Please rewrite the items below, replacing "The component" with "The system" wherever it occurs and keeping everything else unchanged.

[Pointing dataset excerpts]
►
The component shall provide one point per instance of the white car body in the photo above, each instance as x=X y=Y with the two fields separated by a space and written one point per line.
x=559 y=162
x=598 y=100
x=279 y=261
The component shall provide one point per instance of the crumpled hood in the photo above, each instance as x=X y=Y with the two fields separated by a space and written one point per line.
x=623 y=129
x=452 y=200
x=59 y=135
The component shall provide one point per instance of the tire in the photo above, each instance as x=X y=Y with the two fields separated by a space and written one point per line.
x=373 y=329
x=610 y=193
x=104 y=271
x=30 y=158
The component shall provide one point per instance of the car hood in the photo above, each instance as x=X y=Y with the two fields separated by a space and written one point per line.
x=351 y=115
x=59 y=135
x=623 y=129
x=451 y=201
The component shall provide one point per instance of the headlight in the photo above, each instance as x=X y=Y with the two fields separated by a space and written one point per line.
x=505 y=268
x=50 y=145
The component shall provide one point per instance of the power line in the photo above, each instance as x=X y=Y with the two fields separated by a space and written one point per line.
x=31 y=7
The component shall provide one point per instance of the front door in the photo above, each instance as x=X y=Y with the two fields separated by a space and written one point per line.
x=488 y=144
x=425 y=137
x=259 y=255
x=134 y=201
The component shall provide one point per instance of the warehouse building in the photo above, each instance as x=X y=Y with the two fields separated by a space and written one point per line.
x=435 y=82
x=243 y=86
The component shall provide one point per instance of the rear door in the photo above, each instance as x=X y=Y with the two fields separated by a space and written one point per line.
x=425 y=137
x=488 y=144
◄
• [Final result]:
The system shall provide one point per instance of the white car body in the photo above, each instance as x=X y=Y with the two fields separated by a space and written one point per line.
x=559 y=162
x=598 y=100
x=279 y=261
The system shall provide one point per instance of the crumpled hood in the photo above, each instance as x=X y=Y with the two fields separated by a space and written one point per line.
x=623 y=129
x=452 y=200
x=59 y=135
The system shall provide one point per instance of the tire in the photo above, each instance as x=X y=Y with the two fields separated by a space and written one point per line.
x=373 y=329
x=610 y=193
x=104 y=271
x=30 y=158
The system shall provide one point per instance of the car hood in the photo above, each instance as x=X y=Y with the two fields separated by a space and written one point per line.
x=351 y=115
x=59 y=135
x=623 y=129
x=451 y=201
The system shall provide one point per instance of the headlight in the photo above, each instance as x=X y=Y with the two fields separated by a space and written one point per line.
x=505 y=268
x=50 y=145
The system shall provide one point per instance of the power line in the photo above, each instance as x=X y=Y with the two fields separated by a space and written one point per line.
x=31 y=7
The system shall provide one point per instance of the front door in the photo above, each instance as x=X y=Y with the two fields separated by a space and written one point per line.
x=488 y=144
x=425 y=137
x=259 y=255
x=134 y=201
The system shall provide one point per instance of the warehouse building in the photo above, each instance as x=X y=Y with the two fields separated by a space and written one point per line.
x=435 y=82
x=243 y=86
The system shall provide one point per instance of the rear door in the photo above, each instance as x=X y=Y with the two fields separated by a space and written one point per line.
x=425 y=137
x=488 y=144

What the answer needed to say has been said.